_TRECHO DO DOCUMENTO_
►

América Latina pode inspirar o Brasil a melhorar formação de professores de inglês

Conferência na Inglaterra traz propostas para avanço em larga escala na proficiência de docentes da educação básica

por Renan Simão ilustração relógio 18 de maio de 2018

Se há um país que o Brasil precisa ficar de olho para implementar uma reforma educacional para o ensino do inglês, esse lugar é o Panamá. É o que diz Alberto Costa, gestor da Cambridge Assessment English, departamento sem fins lucrativos da Universidade de Cambridge que prepara e avalia professores de inglês e é referência em exames de proficiência. “Lá, eles treinaram 800 professores em nível nacional; pode ser pouco, mas se tivéssemos 400 aqui, já seria muito”, afirma o executivo em palestra na IATEFL, conferência internacional de professores de língua inglesa para estrangeiros realizada em Brighton, no Reino Unido, em abril.

◄

Registros de anotação para detecção
►

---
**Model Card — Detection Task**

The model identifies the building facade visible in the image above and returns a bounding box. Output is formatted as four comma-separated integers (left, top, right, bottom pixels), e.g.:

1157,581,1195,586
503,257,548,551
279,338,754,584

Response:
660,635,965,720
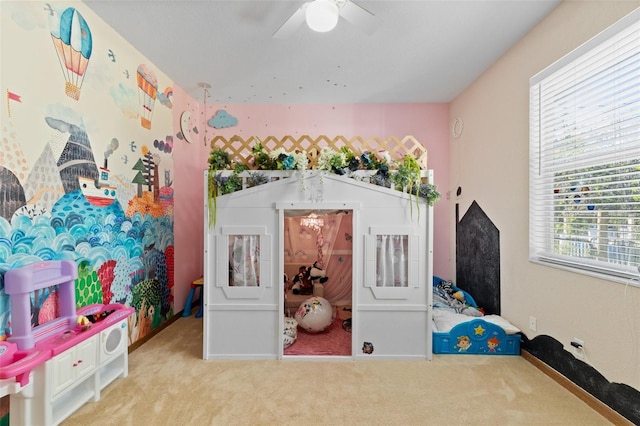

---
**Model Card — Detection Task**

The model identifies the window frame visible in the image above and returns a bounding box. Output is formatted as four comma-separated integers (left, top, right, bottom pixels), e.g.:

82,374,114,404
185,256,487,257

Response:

◄

_OBJETIVO 1_
Devolva o trecho da notícia sobre a formação de professores de inglês, começando em "América Latina pode" e seguindo até "Unido, em abril.".
_OBJETIVO 2_
Segundo a notícia sobre a formação de professores de inglês, em que cidade foi realizada a IATEFL?

_RESPOSTA CORRETA 1_
América Latina pode inspirar o Brasil a melhorar formação de professores de inglês

Conferência na Inglaterra traz propostas para avanço em larga escala na proficiência de docentes da educação básica

por Renan Simão ilustração relógio 18 de maio de 2018

Se há um país que o Brasil precisa ficar de olho para implementar uma reforma educacional para o ensino do inglês, esse lugar é o Panamá. É o que diz Alberto Costa, gestor da Cambridge Assessment English, departamento sem fins lucrativos da Universidade de Cambridge que prepara e avalia professores de inglês e é referência em exames de proficiência. “Lá, eles treinaram 800 professores em nível nacional; pode ser pouco, mas se tivéssemos 400 aqui, já seria muito”, afirma o executivo em palestra na IATEFL, conferência internacional de professores de língua inglesa para estrangeiros realizada em Brighton, no Reino Unido, em abril.

_RESPOSTA CORRETA 2_
Em Brighton, no Reino Unido.